___ Texto em análise ___
Metodologia com PNAD Contínua em painel
A análise usa os microdados da PNAD Contínua em painel.
Essa base acompanha os mesmos domicílios por cinco trimestres consecutivos.
Essa característica permite comparar beneficiários antes e depois da mudança e confrontá-los com um grupo de perfil semelhante que não recebia o programa.
Com isso, os autores isolam o choque de renda do restante do cenário macroeconômico.
Perfil de quem saiu da força de trabalho
O perfil de quem deixou a força de trabalho após o novo piso reforça a ideia de um efeito concentrado nos mais vulneráveis.
Desocupados de longa duração aparecem sobrerepresentados entre os que saíram, com 28,5% contra 16,7% no conjunto de beneficiários.
Também ficam sobre-representados trabalhadores domésticos sem carteira (11,4% vs. 9,4%) e trabalhadores familiares auxiliares (6,5% vs. 4,1%).
Já assalariados com carteira (CLT) quase não aparecem entre os que saíram, com 3,9% frente 12,6% no universo de beneficiários.
O recorte sociodemográfico mostra que mulheres foram mais afetadas, com 61% dos que saíram ante 43% do total.
O impacto é maior entre mães com crianças de até 10 anos (38% vs. 24%).
Há maior incidência entre moradores do Nordeste (59% vs. 48%) e da zona rural (34% vs. 25%).
Entre os motivos declarados para a inatividade, 34,4% citaram a necessidade de “cuidar dos afazeres domésticos, do(a) filho(a) ou de outro(a) parente”.
Contexto da PEC das Bondades e Auxílio Brasil
A elevação temporária do piso para R$ 600 ocorreu em agosto de 2022, quando o programa ainda se chamava Auxílio Brasil.
A medida integrou a chamada PEC do “estado de emergência”, aprovada no Congresso.
___ Dados registrados ___
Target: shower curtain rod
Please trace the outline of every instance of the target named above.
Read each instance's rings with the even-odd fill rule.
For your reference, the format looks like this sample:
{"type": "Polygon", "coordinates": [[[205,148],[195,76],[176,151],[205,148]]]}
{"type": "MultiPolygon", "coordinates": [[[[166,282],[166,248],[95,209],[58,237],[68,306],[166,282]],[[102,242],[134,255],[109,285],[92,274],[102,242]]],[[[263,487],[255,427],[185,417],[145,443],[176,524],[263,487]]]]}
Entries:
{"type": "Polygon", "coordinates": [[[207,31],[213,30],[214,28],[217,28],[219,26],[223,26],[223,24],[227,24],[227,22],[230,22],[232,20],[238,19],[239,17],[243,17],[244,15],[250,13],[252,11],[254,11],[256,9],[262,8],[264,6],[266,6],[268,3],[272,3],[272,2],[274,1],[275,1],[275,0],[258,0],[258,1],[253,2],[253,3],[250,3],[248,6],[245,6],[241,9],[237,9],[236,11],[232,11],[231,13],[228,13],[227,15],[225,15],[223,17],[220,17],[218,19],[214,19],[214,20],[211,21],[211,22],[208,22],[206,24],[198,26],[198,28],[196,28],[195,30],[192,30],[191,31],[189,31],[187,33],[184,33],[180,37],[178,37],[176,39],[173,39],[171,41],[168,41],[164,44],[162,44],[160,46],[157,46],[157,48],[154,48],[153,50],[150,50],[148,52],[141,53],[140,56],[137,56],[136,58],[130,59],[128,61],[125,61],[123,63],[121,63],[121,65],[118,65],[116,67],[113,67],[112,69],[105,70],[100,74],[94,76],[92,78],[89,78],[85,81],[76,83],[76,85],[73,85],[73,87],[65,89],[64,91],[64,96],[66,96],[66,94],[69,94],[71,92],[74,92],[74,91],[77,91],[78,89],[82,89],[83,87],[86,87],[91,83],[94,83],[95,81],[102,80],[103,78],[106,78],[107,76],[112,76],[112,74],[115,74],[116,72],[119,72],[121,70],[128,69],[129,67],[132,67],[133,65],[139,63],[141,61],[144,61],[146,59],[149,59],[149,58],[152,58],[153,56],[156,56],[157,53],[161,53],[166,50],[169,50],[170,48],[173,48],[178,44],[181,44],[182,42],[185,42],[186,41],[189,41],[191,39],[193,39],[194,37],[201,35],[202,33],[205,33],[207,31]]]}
___
_Lista de atividades_.
1/ No texto sobre a saída da força de trabalho, quais grupos o recorte sociodemográfico indica como mais presentes entre os que saíram do que no total? Liste todos.
2/ Transcreva, do texto sobre a saída da força de trabalho, o trecho que vai de "Há maior incidência" até "aprovada no Congresso.", inclusive.
3/ Dê continuidade ao texto sobre a saída da força de trabalho, começando logo após a última frase apresentada.

_Lista de respostas_.
1/
Mulheres
Mães com crianças de até 10 anos
Moradores do Nordeste
Moradores da zona rural

2/
Há maior incidência entre moradores do Nordeste (59% vs. 48%) e da zona rural (34% vs. 25%).
Entre os motivos declarados para a inatividade, 34,4% citaram a necessidade de “cuidar dos afazeres domésticos, do(a) filho(a) ou de outro(a) parente”.
Contexto da PEC das Bondades e Auxílio Brasil
A elevação temporária do piso para R$ 600 ocorreu em agosto de 2022, quando o programa ainda se chamava Auxílio Brasil.
A medida integrou a chamada PEC do “estado de emergência”, aprovada no Congresso.

3/
A proposta autorizou gasto adicional com transferências e auxílios em ano eleitoral, incluindo reforço ao vale-gás e pagamentos a caminhoneiros e taxistas.
O pacote ficou conhecido como “PEC das Bondades” ou “PEC Kamikaze”.
Participação e mercado de trabalho no pós-pandemia
A taxa de participação brasileira permanece ligeiramente abaixo do patamar pré-pandemia, com sinais de estabilidade em 2025.
Em agosto de 2025, a participação ficou em 62,3%, estável na comparação anual e levemente abaixo de julho na série com ajuste sazonal.
Em paralelo, a desocupação atingiu mínimas históricas ao longo do terceiro trimestre de 2025, enquanto a subutilização segue em queda.
Esses movimentos contextualizam o debate.
A participação não voltou integralmente ao nível de 2019, mas o emprego avançou de forma consistente desde 2021.
Outros estudos e divergências metodológicas
A literatura anterior à pandemia indicava efeitos nulos ou muito pequenos das transferências na oferta de trabalho.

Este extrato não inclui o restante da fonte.